--- Problem ---
Return every record below exactly as written, but leave out the pictures.
:: Input records
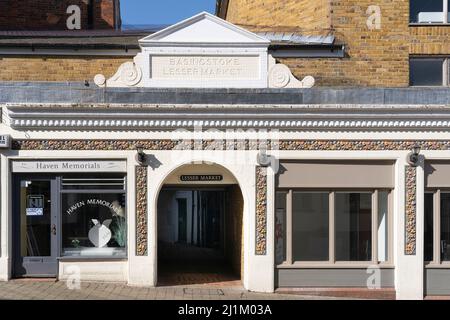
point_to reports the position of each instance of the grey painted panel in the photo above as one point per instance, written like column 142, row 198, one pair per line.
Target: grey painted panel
column 437, row 174
column 335, row 174
column 330, row 278
column 437, row 281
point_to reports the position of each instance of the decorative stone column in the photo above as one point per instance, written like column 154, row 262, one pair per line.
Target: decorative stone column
column 141, row 211
column 410, row 210
column 261, row 211
column 410, row 227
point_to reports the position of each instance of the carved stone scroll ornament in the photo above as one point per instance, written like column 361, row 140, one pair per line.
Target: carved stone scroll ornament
column 280, row 76
column 129, row 74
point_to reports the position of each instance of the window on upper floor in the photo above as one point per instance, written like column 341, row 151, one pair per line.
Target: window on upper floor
column 429, row 71
column 429, row 11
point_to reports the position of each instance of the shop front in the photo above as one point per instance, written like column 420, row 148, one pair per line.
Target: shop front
column 66, row 211
column 234, row 165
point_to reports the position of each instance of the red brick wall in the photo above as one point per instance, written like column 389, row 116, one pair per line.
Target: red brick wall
column 51, row 14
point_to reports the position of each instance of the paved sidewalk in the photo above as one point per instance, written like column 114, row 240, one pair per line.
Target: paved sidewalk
column 57, row 290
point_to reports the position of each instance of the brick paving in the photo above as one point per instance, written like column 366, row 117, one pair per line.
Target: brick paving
column 27, row 289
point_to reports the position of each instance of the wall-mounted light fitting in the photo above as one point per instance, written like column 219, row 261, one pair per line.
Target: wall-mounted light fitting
column 263, row 159
column 413, row 156
column 141, row 157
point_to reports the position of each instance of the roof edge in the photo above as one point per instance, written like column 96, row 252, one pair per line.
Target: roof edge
column 222, row 8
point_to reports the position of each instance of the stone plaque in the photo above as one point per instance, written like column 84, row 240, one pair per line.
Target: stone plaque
column 204, row 67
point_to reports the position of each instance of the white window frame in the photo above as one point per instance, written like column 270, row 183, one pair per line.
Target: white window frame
column 445, row 68
column 332, row 263
column 436, row 262
column 445, row 13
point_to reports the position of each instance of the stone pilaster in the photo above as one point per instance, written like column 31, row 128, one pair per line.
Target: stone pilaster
column 261, row 211
column 410, row 210
column 141, row 211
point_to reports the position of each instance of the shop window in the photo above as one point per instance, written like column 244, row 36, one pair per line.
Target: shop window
column 428, row 226
column 429, row 11
column 310, row 226
column 428, row 71
column 353, row 212
column 437, row 227
column 280, row 227
column 445, row 227
column 383, row 226
column 93, row 217
column 329, row 227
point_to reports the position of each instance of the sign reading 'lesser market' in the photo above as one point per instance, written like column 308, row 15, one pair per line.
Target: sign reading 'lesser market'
column 204, row 67
column 201, row 177
column 4, row 141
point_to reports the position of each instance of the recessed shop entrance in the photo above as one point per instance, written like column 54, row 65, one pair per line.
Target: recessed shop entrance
::::
--- Written response ---
point_to reports the position of each instance of the grey painted panel in the photo above as one point per instance, written like column 142, row 198, one pair per line.
Target: grey painted panel
column 437, row 174
column 335, row 174
column 330, row 278
column 437, row 281
point_to reports the position of each instance of the decorative stone column in the photo above as one point per instance, written like column 154, row 262, one pair per line.
Target: decorative stone column
column 141, row 211
column 410, row 210
column 261, row 211
column 410, row 227
point_to reports the position of each instance of the carved stone scroll ornament in the photo above as one point per instance, written like column 361, row 140, one pair per line.
Target: carved stone scroll ornament
column 280, row 76
column 129, row 74
point_to reports the position of each instance of the window on upper floor in the photo above as one point per instance, written like column 341, row 151, one pair per line.
Target: window on upper floor
column 429, row 71
column 429, row 11
point_to reports the position of each instance of the shop front in the photo above as one point per instance, written like column 420, row 148, one pair per line.
Target: shop front
column 66, row 211
column 234, row 165
point_to reports the position of each instance of the red brick wall in the photo above as one point per instance, written like column 389, row 116, one pair per line.
Target: red brick wall
column 51, row 14
point_to reports the position of each instance of the paved sidewalk in the photo above as one point per instance, written like column 114, row 240, one pair per line.
Target: paved sidewalk
column 57, row 290
point_to reports the position of each instance of the brick paving in the photo above as one point per instance, written like column 366, row 117, one pair per line.
Target: brick paving
column 27, row 289
point_to reports the position of each instance of the wall-mounted light fitting in the photo above as one point per instance, written like column 219, row 261, one pair per line.
Target: wall-mounted light fitting
column 263, row 159
column 413, row 156
column 141, row 157
point_to reports the position of each instance of the roof edge in the photo above as one point per instance, written like column 96, row 252, one pair per line.
Target: roof edge
column 222, row 8
point_to reports the position of each instance of the stone plaque in the photo above as one point per instance, written like column 84, row 240, one pair per line.
Target: stone plaque
column 204, row 67
point_to reports the position of each instance of the white window frame in the photo above as one point per instance, written like column 270, row 183, one pair per line.
Target: white window frame
column 445, row 68
column 332, row 263
column 436, row 262
column 445, row 13
point_to reports the position of each instance of the stone pilaster in the photo above as one point per instance, written like column 31, row 128, one pair per line.
Target: stone pilaster
column 261, row 211
column 410, row 210
column 141, row 211
point_to reports the position of each instance of the shop window in the photo above as one point per instance, written like column 244, row 36, one pair per line.
Target: shop window
column 428, row 226
column 429, row 11
column 310, row 226
column 428, row 71
column 353, row 212
column 437, row 227
column 280, row 227
column 445, row 227
column 383, row 226
column 93, row 217
column 329, row 227
point_to reports the position of each instance of the sign reading 'lesser market' in the photo above as one point per instance, written like column 308, row 15, one pair per line.
Target: sign reading 'lesser market'
column 204, row 67
column 201, row 177
column 4, row 141
point_to reports the position of each instance of the recessed shop entrance in the photo above as one point per instance, written like column 54, row 65, one pair per line.
Target: recessed shop entrance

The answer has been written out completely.